### MATERIAL PROVIDED
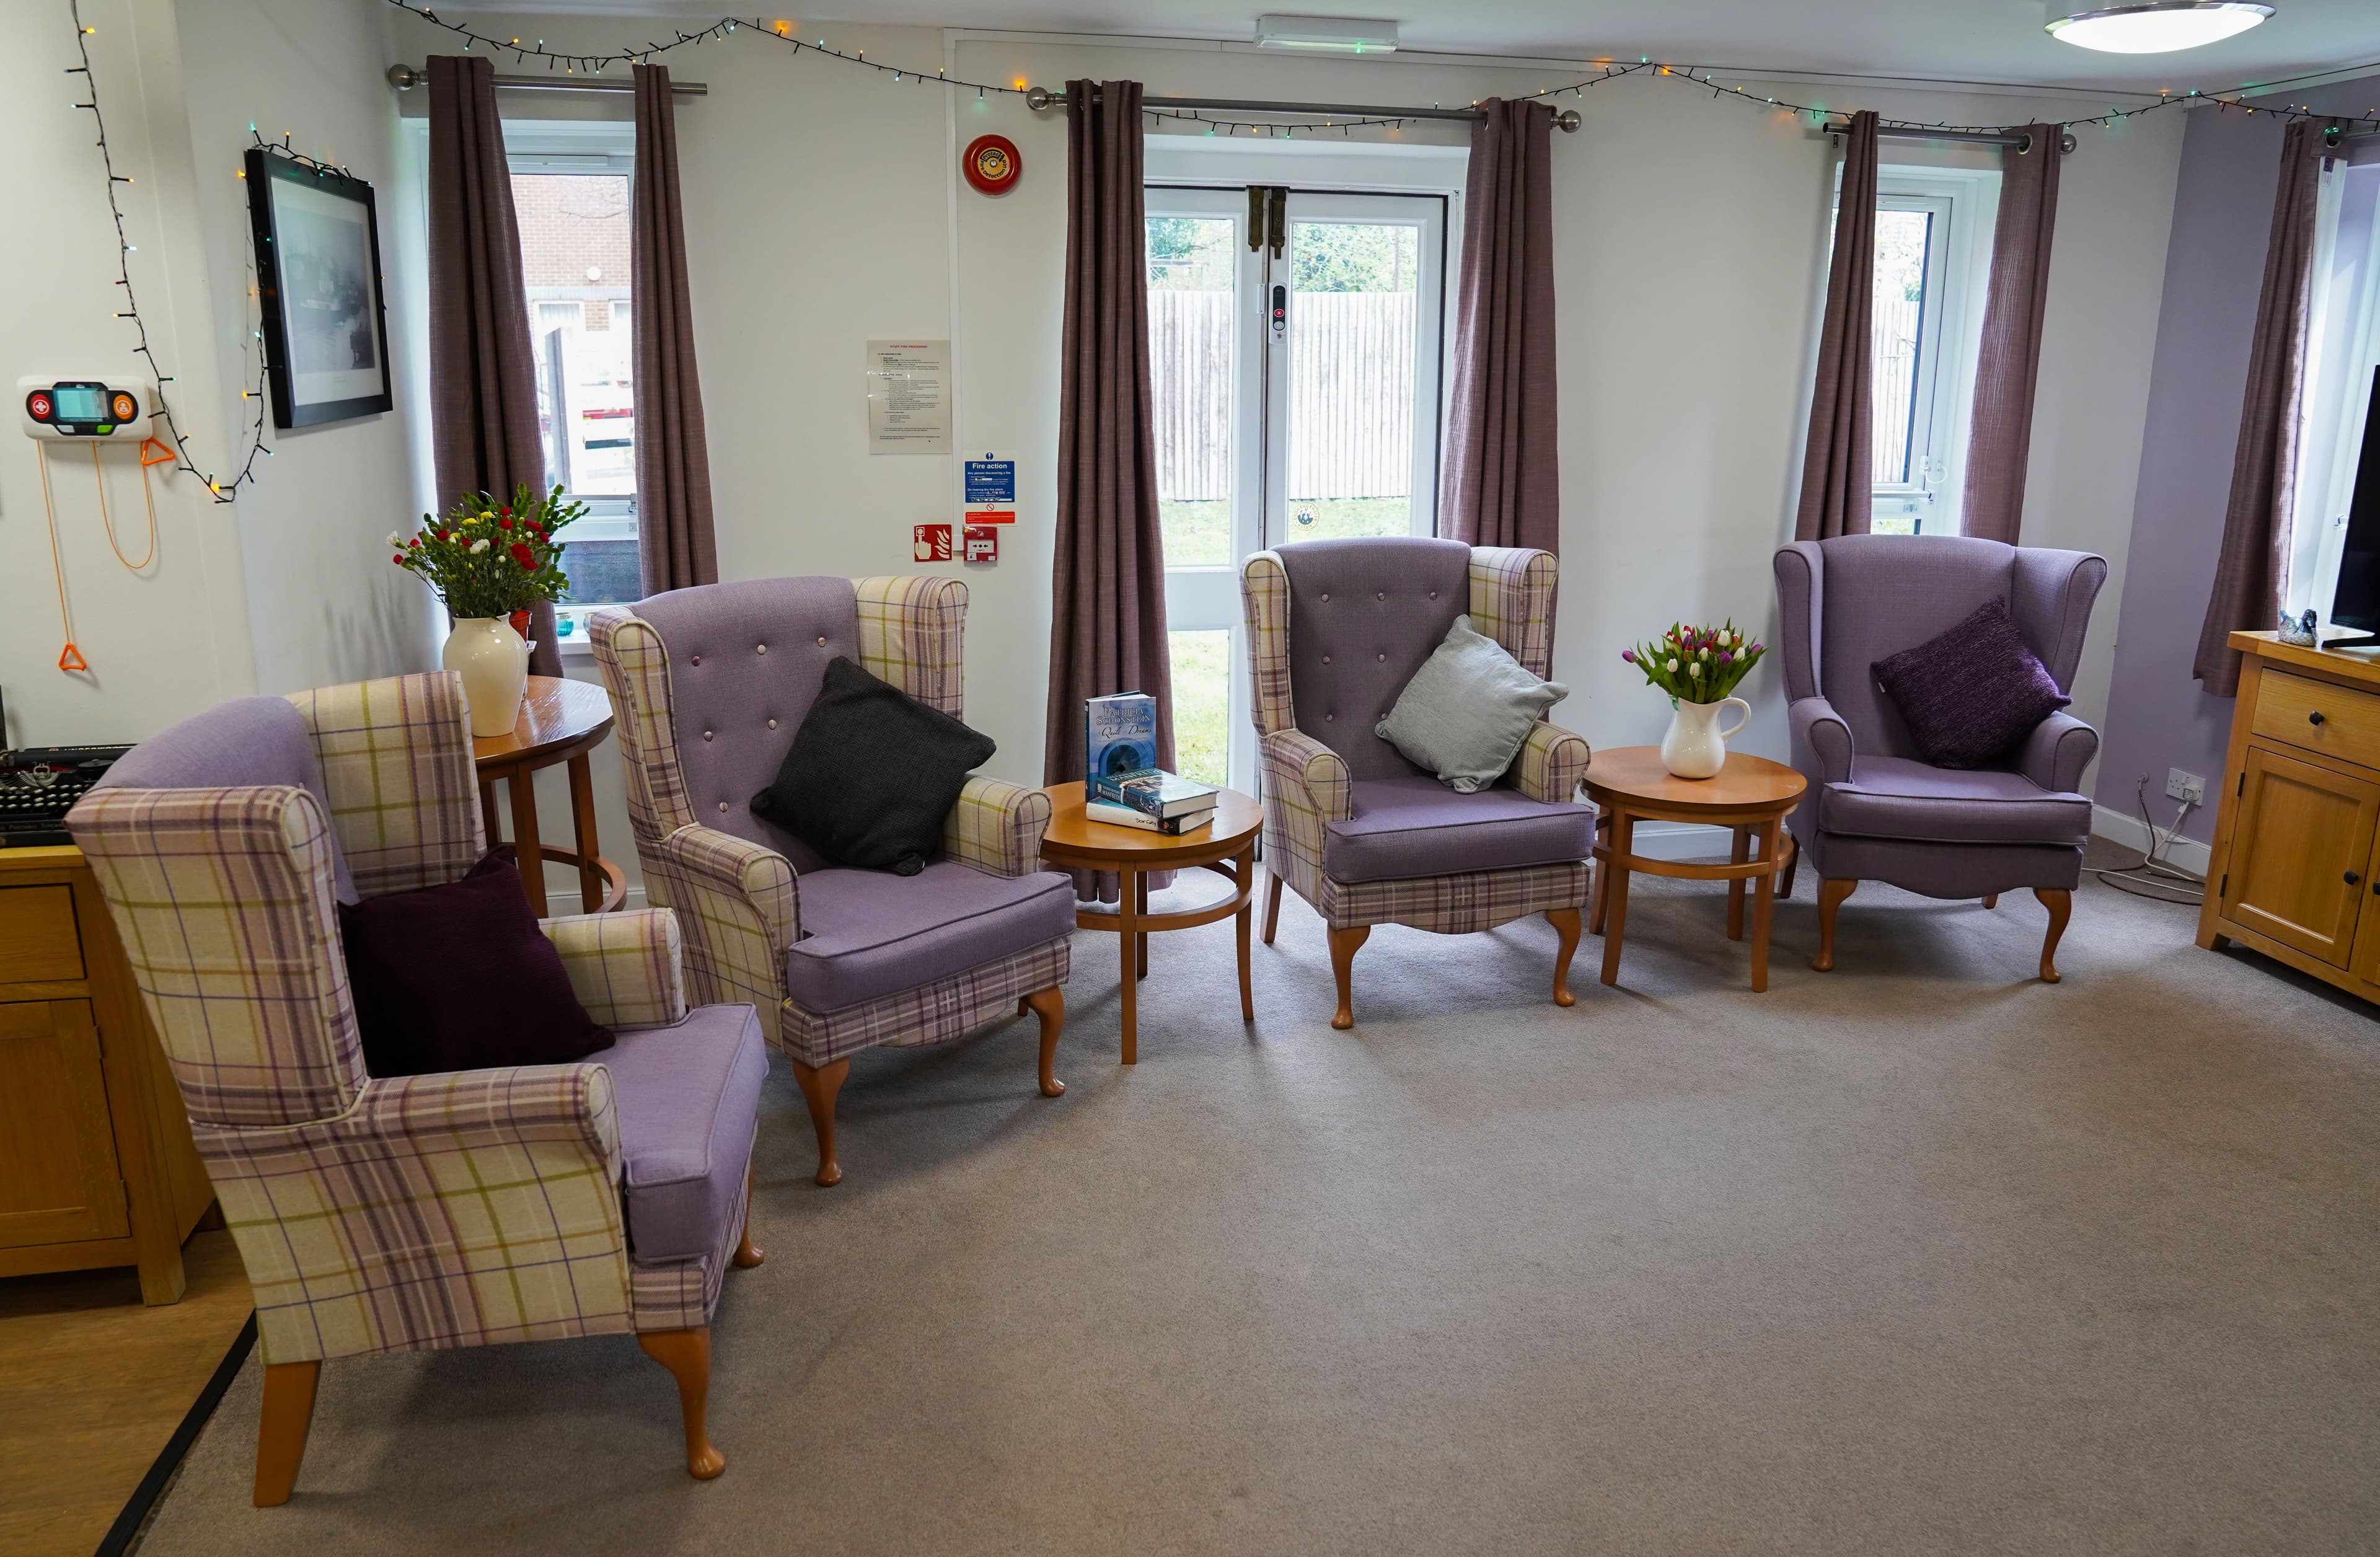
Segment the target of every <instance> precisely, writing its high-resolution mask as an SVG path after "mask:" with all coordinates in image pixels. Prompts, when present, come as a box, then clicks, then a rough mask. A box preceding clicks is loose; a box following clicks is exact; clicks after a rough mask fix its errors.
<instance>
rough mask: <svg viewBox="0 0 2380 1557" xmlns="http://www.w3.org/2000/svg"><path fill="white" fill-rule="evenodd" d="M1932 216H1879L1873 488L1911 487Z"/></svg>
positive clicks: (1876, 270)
--
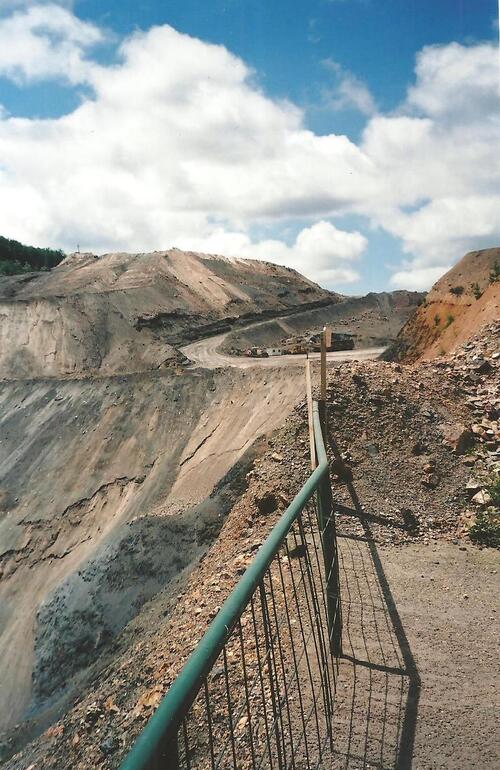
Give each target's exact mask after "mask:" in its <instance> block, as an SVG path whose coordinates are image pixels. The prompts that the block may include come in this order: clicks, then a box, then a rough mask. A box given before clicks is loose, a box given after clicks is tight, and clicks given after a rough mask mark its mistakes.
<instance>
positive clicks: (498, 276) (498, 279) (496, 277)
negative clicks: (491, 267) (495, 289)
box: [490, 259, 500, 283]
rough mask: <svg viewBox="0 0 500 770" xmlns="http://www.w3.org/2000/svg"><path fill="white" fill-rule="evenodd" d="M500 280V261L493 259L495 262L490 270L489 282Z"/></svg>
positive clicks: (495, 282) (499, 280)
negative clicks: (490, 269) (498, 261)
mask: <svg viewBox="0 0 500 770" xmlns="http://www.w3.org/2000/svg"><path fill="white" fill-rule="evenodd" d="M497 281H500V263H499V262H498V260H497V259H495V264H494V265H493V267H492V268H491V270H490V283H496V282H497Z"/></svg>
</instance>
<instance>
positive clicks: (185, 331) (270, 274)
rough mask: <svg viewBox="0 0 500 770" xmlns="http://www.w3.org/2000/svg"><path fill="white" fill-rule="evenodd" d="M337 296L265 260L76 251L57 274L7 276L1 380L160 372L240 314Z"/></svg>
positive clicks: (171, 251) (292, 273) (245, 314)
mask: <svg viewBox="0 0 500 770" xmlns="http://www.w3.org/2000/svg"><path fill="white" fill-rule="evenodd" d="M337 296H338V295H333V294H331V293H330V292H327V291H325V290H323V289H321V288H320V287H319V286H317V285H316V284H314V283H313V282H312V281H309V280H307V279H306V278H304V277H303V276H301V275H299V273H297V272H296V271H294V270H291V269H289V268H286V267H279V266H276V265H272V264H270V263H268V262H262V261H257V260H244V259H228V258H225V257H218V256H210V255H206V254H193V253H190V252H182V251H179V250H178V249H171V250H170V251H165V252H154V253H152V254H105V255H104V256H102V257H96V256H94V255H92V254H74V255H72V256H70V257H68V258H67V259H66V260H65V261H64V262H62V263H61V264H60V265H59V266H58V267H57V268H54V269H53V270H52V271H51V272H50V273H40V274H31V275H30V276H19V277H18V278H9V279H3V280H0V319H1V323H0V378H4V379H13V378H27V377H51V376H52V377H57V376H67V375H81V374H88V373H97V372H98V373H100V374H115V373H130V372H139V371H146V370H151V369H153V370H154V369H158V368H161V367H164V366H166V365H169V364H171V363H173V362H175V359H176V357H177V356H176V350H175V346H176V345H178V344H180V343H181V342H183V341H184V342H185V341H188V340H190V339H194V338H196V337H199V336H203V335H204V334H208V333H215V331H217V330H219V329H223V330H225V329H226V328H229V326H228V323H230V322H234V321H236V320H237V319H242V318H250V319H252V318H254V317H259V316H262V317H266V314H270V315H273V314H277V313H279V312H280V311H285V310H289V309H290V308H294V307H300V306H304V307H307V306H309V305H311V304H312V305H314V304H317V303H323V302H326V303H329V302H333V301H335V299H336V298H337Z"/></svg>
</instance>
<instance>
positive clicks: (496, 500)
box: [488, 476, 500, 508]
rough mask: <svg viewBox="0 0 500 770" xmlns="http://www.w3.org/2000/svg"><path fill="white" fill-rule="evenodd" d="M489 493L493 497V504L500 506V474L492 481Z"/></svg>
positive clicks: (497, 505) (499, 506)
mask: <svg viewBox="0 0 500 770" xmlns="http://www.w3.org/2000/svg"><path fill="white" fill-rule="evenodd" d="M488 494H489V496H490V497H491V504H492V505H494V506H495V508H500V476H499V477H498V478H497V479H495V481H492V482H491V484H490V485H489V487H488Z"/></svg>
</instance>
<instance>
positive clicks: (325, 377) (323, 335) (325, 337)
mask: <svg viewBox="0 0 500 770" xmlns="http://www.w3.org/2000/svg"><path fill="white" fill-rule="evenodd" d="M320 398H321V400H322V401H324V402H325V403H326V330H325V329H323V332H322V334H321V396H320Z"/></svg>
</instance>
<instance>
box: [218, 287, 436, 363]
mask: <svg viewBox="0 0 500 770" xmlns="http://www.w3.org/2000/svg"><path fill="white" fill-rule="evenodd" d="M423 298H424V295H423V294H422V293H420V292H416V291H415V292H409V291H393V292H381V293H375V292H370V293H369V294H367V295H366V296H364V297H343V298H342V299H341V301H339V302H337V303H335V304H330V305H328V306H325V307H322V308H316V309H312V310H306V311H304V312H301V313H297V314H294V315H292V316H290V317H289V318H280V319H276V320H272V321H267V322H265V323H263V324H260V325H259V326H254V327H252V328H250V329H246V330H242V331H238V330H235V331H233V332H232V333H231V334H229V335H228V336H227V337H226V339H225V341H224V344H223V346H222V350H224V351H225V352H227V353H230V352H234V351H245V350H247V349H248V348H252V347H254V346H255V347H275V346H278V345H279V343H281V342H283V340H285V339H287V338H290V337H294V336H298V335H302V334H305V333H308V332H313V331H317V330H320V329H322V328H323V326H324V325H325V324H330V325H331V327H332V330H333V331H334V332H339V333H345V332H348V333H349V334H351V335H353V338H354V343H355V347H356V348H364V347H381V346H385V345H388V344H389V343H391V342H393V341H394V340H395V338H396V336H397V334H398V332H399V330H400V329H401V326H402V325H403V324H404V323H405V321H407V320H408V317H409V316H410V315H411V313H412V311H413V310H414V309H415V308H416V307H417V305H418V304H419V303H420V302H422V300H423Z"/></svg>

### WORK INSTRUCTIONS
How many lines of the records contain the string "positive", with case counting? Reply with the number alone.

### REPLY TO THE TASK
8